_TASK GOAL_:
Pick out every line of the material below that contains the string "trunk", and copy each one in full. Matching is case-sensitive.

_DATA TO PROCESS_:
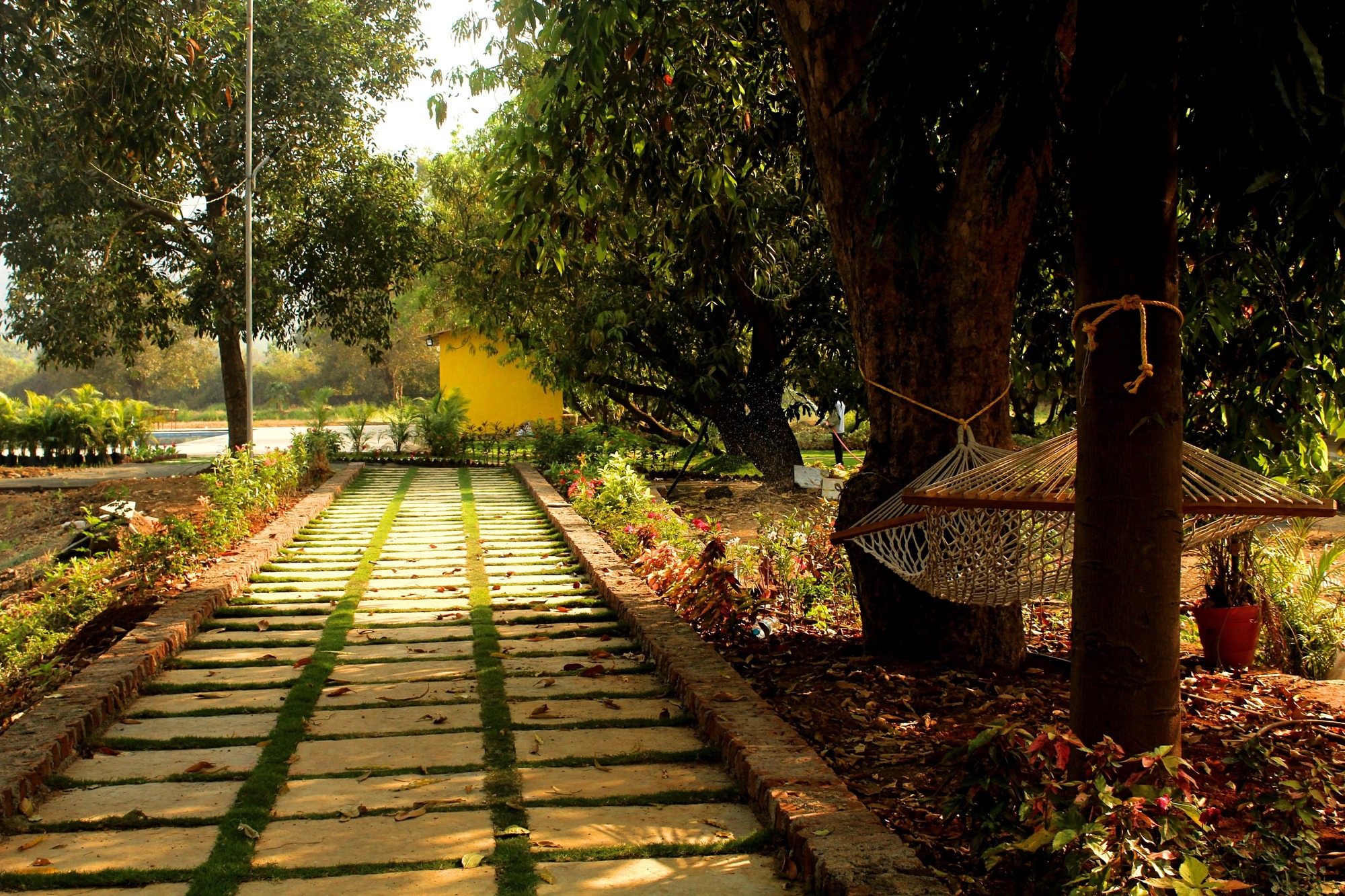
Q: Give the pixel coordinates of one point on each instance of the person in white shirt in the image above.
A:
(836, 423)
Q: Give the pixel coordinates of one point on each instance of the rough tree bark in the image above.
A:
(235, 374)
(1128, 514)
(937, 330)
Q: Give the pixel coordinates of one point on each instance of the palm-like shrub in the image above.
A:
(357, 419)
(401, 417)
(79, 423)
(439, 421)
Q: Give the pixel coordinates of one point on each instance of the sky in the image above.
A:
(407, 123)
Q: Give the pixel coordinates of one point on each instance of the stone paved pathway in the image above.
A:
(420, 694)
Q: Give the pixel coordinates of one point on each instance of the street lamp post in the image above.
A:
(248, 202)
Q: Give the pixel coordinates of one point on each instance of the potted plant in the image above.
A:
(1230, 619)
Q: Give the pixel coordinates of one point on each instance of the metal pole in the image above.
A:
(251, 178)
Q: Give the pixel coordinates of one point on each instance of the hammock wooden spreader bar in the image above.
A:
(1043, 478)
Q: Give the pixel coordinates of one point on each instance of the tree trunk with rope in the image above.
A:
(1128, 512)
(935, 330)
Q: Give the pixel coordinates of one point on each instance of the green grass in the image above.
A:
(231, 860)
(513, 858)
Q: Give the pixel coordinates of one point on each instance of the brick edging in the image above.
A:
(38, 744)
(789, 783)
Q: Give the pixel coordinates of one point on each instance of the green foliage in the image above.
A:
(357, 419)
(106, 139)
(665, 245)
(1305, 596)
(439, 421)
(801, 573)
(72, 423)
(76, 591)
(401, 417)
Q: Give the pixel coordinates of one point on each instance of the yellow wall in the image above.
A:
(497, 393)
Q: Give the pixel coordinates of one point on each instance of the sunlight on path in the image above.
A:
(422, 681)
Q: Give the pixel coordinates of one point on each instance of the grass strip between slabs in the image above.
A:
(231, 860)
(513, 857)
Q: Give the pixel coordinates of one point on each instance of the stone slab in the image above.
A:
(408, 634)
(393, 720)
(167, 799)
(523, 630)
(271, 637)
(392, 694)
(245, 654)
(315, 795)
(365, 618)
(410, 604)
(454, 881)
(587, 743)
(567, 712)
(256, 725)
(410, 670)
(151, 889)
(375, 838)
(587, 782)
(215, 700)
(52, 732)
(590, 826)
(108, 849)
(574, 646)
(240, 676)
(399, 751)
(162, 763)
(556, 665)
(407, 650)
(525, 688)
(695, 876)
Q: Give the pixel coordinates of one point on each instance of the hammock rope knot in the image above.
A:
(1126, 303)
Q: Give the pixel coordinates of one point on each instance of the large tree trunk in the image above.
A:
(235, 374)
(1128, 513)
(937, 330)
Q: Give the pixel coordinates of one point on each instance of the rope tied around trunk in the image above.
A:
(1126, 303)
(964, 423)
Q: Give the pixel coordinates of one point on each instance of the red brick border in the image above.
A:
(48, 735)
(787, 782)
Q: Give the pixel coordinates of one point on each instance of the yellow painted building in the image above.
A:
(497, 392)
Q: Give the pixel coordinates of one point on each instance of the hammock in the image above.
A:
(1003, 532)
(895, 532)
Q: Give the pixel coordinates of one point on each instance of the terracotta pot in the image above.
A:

...

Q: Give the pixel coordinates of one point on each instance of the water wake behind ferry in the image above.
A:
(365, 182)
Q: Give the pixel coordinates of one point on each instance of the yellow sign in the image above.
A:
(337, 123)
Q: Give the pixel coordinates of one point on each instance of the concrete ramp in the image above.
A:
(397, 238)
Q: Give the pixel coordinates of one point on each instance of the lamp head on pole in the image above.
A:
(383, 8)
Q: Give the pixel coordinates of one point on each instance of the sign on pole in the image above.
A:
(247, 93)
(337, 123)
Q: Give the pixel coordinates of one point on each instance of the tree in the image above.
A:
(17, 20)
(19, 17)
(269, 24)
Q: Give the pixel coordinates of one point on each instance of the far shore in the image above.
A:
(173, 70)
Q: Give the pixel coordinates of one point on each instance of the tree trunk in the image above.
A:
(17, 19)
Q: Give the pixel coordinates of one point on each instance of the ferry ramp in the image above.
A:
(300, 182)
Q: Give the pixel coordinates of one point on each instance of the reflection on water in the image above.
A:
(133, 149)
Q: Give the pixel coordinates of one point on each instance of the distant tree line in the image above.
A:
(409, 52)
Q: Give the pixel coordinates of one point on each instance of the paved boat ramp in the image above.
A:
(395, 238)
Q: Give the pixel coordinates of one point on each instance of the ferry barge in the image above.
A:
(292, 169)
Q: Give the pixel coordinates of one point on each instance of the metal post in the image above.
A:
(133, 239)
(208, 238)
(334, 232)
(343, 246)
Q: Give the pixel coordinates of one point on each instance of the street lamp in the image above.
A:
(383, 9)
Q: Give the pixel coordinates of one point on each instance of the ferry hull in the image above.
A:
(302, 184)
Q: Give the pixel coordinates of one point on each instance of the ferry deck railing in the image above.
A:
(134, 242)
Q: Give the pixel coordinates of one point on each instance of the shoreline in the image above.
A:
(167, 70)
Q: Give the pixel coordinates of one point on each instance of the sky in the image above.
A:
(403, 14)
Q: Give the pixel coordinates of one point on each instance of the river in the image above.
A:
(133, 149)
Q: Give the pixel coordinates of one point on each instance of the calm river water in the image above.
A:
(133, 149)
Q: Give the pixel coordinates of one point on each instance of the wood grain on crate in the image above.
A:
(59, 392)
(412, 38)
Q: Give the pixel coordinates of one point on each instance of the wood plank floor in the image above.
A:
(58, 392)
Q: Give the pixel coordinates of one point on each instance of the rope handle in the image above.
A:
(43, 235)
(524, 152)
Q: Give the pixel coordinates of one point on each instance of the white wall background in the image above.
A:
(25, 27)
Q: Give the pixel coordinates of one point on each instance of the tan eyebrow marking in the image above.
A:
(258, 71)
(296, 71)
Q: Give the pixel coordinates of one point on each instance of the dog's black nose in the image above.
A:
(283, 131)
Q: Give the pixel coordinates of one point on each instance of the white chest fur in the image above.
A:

---

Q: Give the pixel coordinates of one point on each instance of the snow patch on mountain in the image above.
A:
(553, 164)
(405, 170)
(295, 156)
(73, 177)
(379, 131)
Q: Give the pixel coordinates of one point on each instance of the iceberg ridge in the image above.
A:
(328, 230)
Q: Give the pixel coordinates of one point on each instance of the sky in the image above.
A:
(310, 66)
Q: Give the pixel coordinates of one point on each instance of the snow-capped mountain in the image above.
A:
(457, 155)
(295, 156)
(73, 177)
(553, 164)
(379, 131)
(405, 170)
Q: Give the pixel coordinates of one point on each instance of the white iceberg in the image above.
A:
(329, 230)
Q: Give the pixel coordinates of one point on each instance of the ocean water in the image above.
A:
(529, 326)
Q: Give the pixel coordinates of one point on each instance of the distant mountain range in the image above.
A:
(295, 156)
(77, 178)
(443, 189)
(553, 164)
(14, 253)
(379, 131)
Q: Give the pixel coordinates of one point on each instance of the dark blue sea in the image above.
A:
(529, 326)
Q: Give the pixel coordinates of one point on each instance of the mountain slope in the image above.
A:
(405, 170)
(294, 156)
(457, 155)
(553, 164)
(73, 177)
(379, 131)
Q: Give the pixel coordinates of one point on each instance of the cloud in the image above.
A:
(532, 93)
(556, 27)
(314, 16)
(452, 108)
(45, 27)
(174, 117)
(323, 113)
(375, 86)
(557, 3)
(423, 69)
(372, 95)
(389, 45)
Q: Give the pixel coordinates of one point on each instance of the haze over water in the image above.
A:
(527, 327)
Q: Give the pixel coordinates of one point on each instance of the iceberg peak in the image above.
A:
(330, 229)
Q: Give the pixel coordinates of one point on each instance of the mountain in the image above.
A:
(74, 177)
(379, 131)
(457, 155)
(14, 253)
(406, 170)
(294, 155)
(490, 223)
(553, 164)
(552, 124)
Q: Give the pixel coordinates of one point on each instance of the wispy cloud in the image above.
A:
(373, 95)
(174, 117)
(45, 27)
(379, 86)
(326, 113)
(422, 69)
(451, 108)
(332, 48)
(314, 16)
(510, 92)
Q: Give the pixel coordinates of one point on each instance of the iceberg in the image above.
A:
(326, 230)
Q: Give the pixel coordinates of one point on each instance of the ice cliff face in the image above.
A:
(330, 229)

_EXERCISE RESPONSE_:
Q: Give the pixel coordinates of one point on each instance of the tree trunk with rope in the image above.
Q: Give the pixel coordinates of one point on each instance of the large tree trunk in the image above.
Q: Give the pixel coordinates of one point on each instance of the rope tied around trunk in the image above.
Q: Give the pixel coordinates of one point on each instance of the tree trunk in the image above.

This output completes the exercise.